PASSAGE —
The most important thing to remember when taking steps towards credit repair, credit rebuilding or credit maintenance is that your credit score is a snap shot of your credit file at a particular point in time. Don't be discouraged if the journey seems impossible at first. As a Realtor I have sold homes to many clients who at first started out with a credit score too low to be pre-qualified for a mortgage loan. With a few months of dedication and persistence these clients were able to get the points needed to boost their credit scores within a 6 month time frame. If you are reading this, you are on the right track to credit worthiness and stability in your financing future. Save this post to your computer as these tricks and tips can be used, applied and repeated to keep your scores soaring high.

1. Collections/Liens/Charge Offs- Be careful when deciding to take action on past due accounts, collections, liens and charge-offs. Paying on an account later than 24 months old will not boost your credit score. In fact, paying on an old account may initially make your score go down since it will appear to make the account look more recent, by adding recent activity, which will weigh more heavily on your score.
  • Tackle these negatively reporting accounts by 1st disputing any debt that you believe to be incorrect. The company will have 30 days to validate the debt or they will have to remove it from your report.
  • Start paying on negative accounts within 24 months 1st... You can set up a payment plan to just pay $10 per month on the old account and they will have to start reporting the account as positive. 
  • When possible payoff all negative collection items & past due accounts that remain on your file. Before you pay it off, get a letter in writing from the company stating that once paid, they will delete the item from your report altogether.
  • For liens, it may be best to pay a small fee to a law firm or other credit repair entity to have these types of items quickly removed.
  • Finally, consult with your lender before deciding what to pay off. They will be able to tell you which items will make the biggest impact in raising your score
2. Pay existing accounts on time or at least within 30 days. Payment history makes up 35% of your Fico score
  • Companies should not report negatively on any item until it is at least 30 days past due.

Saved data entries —
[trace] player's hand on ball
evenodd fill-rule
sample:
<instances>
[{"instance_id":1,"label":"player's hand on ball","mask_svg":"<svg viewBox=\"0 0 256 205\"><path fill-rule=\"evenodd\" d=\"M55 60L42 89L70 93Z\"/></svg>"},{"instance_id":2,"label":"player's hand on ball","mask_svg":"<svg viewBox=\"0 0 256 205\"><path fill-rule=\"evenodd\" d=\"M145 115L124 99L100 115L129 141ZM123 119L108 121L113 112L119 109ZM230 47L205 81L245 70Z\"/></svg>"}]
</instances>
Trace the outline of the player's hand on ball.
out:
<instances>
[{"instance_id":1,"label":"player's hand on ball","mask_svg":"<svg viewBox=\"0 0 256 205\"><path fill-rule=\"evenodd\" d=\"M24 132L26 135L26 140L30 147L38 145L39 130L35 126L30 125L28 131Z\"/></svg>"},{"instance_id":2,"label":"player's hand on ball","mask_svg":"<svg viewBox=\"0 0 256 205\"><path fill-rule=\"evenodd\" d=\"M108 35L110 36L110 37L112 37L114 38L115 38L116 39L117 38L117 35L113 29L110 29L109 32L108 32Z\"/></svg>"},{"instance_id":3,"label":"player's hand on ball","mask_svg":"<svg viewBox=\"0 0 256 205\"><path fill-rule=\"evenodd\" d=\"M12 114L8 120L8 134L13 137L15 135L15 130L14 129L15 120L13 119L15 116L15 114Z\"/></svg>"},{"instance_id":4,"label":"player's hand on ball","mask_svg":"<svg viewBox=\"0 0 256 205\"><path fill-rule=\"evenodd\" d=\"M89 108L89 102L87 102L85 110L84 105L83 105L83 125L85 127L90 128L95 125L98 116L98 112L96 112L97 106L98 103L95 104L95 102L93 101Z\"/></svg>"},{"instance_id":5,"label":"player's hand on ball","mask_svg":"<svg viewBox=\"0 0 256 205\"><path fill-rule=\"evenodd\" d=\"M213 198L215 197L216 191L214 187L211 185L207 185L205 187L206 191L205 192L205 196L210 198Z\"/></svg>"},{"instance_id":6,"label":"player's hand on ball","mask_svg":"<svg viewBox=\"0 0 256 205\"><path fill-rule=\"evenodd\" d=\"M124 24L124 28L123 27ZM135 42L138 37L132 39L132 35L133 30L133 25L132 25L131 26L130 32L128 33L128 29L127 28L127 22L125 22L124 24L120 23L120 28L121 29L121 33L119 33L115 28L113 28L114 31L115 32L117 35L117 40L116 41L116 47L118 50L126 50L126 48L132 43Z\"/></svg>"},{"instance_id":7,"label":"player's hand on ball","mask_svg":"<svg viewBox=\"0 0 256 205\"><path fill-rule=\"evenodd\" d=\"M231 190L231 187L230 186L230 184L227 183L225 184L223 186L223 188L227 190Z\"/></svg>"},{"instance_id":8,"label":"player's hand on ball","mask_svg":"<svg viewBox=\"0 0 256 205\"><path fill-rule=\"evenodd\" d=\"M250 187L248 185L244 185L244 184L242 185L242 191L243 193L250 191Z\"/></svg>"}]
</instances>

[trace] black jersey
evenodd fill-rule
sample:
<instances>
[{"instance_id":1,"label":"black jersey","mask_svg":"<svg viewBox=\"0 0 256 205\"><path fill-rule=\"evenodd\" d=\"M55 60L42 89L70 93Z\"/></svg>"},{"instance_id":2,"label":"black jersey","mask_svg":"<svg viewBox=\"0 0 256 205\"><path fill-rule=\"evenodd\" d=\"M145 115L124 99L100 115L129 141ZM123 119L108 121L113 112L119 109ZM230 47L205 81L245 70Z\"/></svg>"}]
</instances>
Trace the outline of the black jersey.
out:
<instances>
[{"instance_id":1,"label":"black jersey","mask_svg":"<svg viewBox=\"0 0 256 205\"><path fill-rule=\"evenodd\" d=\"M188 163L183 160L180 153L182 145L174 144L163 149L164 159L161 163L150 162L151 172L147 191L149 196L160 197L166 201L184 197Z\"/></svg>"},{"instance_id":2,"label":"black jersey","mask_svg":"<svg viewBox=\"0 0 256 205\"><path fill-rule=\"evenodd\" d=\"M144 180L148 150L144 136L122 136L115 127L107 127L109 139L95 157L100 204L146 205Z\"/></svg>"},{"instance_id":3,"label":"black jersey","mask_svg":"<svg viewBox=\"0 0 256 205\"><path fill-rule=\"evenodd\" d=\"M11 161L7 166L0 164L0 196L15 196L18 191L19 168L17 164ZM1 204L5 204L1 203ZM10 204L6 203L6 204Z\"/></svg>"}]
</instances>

SET EXERCISE 1 —
Repeat the portion of the credit repair passage starting with "The most important" and going on through "scores soaring high.".
SET EXERCISE 2 —
According to the credit repair passage, how many days does a company have to validate a disputed debt before it must remove it from the report?
SET EXERCISE 3 —
Decide whether each statement agrees with the credit repair passage, and support each answer with a quotation: (a) Payment history makes up 35% of a Fico score. (b) Paying on an account older than 24 months will raise a credit score. (c) Before paying off a negative item, one should obtain a written letter from the company stating that the item will be deleted once paid.

FINISHED ANSWER 1 —
The most important thing to remember when taking steps towards credit repair, credit rebuilding or credit maintenance is that your credit score is a snap shot of your credit file at a particular point in time. Don't be discouraged if the journey seems impossible at first. As a Realtor I have sold homes to many clients who at first started out with a credit score too low to be pre-qualified for a mortgage loan. With a few months of dedication and persistence these clients were able to get the points needed to boost their credit scores within a 6 month time frame. If you are reading this, you are on the right track to credit worthiness and stability in your financing future. Save this post to your computer as these tricks and tips can be used, applied and repeated to keep your scores soaring high.

FINISHED ANSWER 2 —
30 days.

FINISHED ANSWER 3 —
(a) Yes: "Payment history makes up 35% of your Fico score"
(b) No: "Paying on an account later than 24 months old will not boost your credit score."
(c) Yes: "Before you pay it off, get a letter in writing from the company stating that once paid, they will delete the item from your report altogether."